Document passage =
A LONDON-BASED law firm is calling for farmers to join a 2bn legal action against the government over the alleged mis-handling of the foot-and-mouth crisis.
The firm, Class Law, said it believed it had secured a professional backer that will allow it to represent anyone who lost income because of the crisis on a no-win, no-fee basis.
Class Law partner Stephen Alexander explained the basis of the case to farmers weekly.
“Our case against the government focuses on the crucial delay between the discovery of the disease at an abattoir in Essex and the halting of animal movements,” Mr Alexander said.
“The delay allowed the disease to spread by a huge factor – there is no question of that. The rest of the EU shut movements down immediately but the UK delayed its ban.
“Areas of the country were affected that, if the government had taken decisive action earlier, would never have had to suffer the trauma of the disease,” said Mr Alexander.
“We now need [farmers weekly] readers to come forward so that we can take this case forward,” he said.
The action might include anyone who lost income including pubs, guest houses and shops. “But probably the strongest cases though are farmers,” said Mr Alexander.
“Those farmers who were shut down under Form D movement restrictions and didn”t receive a penny are most notable. We need to hear from as many as possible to help me help them.”
But the reaction to the planned legal proceedings from farmers was mixed.
Ifor Humphreys” Montgomeryshire beef and sheep farm was shut down under a Form D restriction for five months.
“We incurred losses and we could put figures on those for a court case. We had tremendous difficulty,” said Mr Humphreys, who was NFU Cymru county chairman during the crisis.
“The countryside was effectively shut down.”
But despite the hardship and financial losses Mr Humphreys said he was reluctant to join a legal action.
“Going back over all this and taking on the government is a big step. Personally I”m wary of it all. But I wish them all the best.”
In contrast Devon farmer Denny Hooper, of Glebe Farm, Folly Gate, Devon, said he would consider joining the action because he had lost thousands of pounds when under movement restrictions.
“I think the government should be made to know that they were wrong – they handled it terribly.”

Supplied entries =
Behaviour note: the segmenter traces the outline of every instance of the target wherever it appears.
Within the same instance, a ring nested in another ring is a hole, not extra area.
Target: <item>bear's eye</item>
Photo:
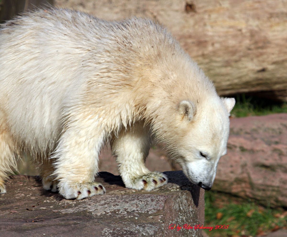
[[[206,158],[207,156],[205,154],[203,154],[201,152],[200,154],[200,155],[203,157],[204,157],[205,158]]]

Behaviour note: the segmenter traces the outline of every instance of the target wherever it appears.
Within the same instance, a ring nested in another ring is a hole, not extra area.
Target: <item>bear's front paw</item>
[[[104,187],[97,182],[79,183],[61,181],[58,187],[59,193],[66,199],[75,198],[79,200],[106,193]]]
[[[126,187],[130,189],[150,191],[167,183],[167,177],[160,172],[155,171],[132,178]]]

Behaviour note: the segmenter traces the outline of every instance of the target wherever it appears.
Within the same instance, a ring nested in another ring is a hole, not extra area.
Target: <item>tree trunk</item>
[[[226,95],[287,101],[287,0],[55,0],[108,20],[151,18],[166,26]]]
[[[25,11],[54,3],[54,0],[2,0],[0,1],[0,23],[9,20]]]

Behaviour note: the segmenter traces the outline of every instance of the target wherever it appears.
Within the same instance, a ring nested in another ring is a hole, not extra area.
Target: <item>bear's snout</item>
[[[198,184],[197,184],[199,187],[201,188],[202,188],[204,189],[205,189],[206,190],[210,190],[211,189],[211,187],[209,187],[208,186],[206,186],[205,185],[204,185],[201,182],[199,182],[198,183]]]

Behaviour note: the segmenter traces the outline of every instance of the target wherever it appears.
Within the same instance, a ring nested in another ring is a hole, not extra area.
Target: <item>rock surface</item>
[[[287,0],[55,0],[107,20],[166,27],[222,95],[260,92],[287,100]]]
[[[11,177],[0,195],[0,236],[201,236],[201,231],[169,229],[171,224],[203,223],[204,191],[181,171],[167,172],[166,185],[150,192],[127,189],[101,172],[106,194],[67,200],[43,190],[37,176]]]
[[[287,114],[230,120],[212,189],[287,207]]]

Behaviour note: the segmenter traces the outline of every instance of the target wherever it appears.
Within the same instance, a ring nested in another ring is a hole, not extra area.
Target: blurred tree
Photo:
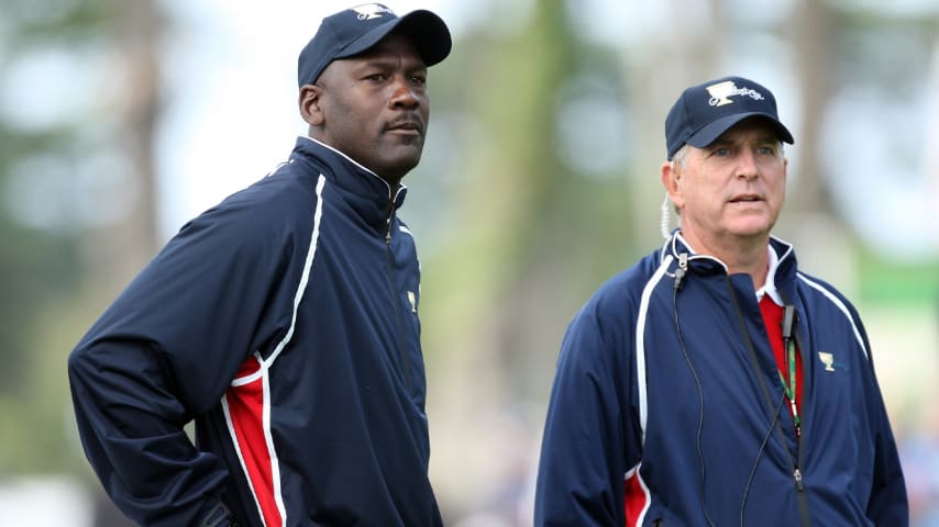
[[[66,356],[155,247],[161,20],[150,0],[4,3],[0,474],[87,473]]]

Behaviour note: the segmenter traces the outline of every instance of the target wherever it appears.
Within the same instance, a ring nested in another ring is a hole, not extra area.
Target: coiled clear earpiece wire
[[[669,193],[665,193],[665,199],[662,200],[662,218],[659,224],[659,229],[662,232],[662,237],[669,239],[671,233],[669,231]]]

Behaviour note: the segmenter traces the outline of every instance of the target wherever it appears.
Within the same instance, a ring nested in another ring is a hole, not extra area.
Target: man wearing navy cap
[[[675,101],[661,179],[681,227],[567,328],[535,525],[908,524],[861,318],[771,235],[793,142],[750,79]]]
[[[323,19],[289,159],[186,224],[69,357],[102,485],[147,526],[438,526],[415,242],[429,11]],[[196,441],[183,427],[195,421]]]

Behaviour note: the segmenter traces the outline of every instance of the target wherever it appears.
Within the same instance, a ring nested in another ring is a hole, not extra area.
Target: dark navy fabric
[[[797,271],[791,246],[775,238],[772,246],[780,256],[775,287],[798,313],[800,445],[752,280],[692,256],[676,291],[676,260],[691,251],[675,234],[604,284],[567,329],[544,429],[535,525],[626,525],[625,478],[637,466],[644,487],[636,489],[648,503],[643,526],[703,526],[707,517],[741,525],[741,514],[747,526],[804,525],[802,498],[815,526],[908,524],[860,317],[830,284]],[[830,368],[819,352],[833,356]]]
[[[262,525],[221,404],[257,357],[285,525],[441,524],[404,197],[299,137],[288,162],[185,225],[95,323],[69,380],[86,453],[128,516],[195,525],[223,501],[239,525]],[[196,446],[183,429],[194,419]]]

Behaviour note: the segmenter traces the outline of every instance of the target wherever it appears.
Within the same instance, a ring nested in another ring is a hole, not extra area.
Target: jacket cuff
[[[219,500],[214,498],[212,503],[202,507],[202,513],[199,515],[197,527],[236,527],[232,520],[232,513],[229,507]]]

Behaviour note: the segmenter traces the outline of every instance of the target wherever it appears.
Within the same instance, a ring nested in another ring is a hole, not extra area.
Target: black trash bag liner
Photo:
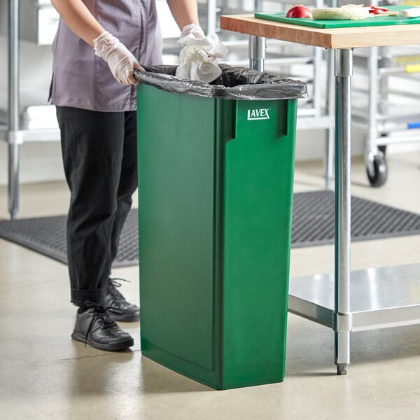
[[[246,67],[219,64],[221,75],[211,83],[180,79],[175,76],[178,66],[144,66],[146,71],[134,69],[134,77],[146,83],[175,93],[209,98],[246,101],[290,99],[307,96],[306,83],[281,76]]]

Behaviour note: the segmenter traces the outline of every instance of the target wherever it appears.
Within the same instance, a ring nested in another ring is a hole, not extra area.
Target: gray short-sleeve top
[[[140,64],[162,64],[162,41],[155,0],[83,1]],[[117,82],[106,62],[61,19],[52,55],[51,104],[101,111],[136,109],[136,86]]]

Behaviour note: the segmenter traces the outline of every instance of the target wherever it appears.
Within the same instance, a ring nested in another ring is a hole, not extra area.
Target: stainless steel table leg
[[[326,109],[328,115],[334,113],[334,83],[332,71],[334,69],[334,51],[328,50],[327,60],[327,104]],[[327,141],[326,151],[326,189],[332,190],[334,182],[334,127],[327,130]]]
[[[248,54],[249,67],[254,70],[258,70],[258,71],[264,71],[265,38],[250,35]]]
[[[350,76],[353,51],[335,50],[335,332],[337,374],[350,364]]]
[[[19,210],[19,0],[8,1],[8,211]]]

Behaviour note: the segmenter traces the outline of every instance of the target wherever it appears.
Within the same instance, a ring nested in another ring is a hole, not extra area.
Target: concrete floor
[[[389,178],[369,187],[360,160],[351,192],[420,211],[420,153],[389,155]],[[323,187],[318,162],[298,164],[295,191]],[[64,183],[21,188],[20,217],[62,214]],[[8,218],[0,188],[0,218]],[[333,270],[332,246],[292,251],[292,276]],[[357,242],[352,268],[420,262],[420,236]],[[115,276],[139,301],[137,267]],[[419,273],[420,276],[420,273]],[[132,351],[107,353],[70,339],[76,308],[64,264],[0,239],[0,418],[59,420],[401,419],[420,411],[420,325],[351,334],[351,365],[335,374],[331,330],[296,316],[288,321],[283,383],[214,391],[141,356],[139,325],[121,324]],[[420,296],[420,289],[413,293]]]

...

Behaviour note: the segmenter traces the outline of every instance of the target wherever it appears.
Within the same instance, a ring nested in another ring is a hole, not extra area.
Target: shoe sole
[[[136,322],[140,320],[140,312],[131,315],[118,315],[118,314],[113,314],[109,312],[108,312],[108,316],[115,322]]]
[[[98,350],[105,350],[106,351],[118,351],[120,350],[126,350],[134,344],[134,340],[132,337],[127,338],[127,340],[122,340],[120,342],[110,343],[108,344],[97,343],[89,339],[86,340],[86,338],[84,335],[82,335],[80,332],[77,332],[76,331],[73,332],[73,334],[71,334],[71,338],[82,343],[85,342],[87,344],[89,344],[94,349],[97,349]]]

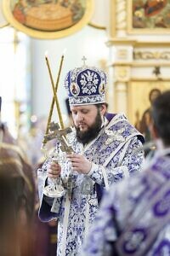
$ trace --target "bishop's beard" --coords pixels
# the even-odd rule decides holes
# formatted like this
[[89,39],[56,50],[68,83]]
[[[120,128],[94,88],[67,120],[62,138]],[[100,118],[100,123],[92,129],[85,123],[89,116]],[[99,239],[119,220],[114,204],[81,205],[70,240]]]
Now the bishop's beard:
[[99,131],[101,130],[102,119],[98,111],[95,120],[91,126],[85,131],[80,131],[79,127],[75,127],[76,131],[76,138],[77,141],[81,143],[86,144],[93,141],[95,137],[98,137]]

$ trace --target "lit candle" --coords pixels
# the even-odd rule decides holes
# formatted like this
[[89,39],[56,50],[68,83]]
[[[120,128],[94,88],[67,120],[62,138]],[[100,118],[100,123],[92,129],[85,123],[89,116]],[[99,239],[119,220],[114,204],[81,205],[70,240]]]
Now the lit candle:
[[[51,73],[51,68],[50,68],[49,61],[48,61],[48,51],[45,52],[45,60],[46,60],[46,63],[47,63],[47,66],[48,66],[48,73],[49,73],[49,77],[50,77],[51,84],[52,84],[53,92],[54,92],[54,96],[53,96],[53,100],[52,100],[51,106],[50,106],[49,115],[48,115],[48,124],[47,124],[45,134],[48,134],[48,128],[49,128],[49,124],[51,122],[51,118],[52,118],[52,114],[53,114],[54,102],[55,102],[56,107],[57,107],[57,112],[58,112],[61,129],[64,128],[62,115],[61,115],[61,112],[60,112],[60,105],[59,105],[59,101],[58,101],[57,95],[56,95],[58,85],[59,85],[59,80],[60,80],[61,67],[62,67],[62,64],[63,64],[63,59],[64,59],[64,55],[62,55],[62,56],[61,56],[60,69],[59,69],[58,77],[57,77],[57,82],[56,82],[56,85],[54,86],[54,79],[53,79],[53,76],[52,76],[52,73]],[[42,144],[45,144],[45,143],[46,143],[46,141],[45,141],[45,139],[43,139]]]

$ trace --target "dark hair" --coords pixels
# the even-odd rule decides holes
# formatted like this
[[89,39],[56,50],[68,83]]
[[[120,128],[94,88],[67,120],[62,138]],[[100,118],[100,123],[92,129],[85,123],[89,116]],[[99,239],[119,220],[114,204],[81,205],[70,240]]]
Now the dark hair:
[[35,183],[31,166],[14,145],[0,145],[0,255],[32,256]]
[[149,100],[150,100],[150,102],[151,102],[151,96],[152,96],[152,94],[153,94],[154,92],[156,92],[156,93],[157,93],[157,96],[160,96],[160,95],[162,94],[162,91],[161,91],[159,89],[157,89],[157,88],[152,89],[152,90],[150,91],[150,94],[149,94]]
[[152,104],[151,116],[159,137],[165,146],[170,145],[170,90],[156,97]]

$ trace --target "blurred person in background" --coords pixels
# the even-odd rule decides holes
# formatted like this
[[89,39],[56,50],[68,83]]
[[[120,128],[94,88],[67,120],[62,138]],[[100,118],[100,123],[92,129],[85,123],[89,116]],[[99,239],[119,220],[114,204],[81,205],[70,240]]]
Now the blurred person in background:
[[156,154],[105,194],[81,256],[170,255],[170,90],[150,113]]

Activity A =
Rewrite the stretch of the foot-and-mouth article from "A LONDON-BASED law" through "the foot-and-mouth crisis.", changing "law firm" to "legal practice".
Activity B =
Name every person the foot-and-mouth article quotes by name.
The material here stands apart from the foot-and-mouth article.

Exercise output A =
A LONDON-BASED legal practice is calling for farmers to join a 2bn legal action against the government over the alleged mis-handling of the foot-and-mouth crisis.

Exercise output B =
Stephen Alexander, Ifor Humphreys, Denny Hooper